INSTRUCTIONS TO FOLLOW:
Transcribe the material below word for word, leaving out the pictures.

PROVIDED RECORDS:
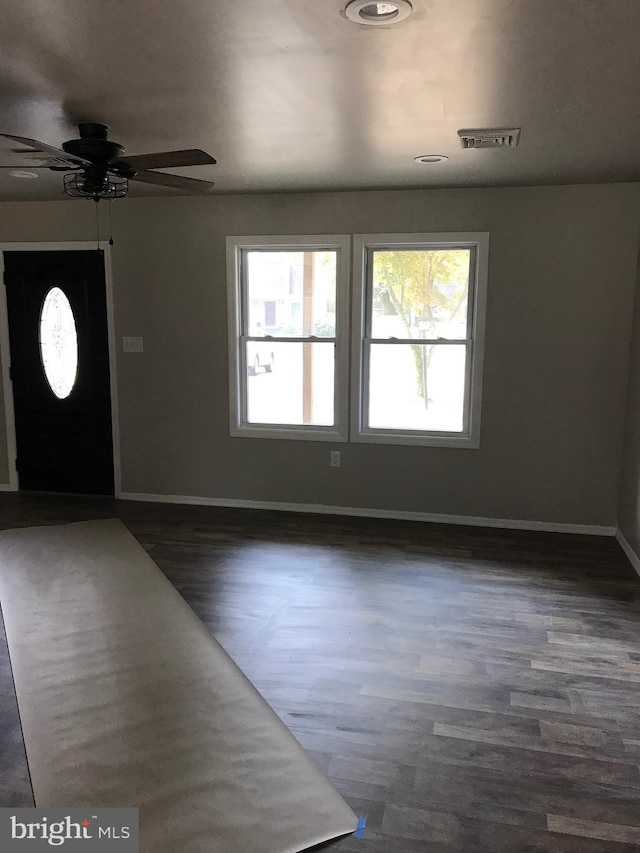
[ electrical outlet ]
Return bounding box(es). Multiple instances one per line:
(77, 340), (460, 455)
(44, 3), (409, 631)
(122, 338), (143, 352)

EXPECTED ANSWER:
[ electrical outlet ]
Return bounding box(es). Multiple instances one per line:
(77, 340), (460, 455)
(44, 3), (409, 631)
(122, 338), (143, 352)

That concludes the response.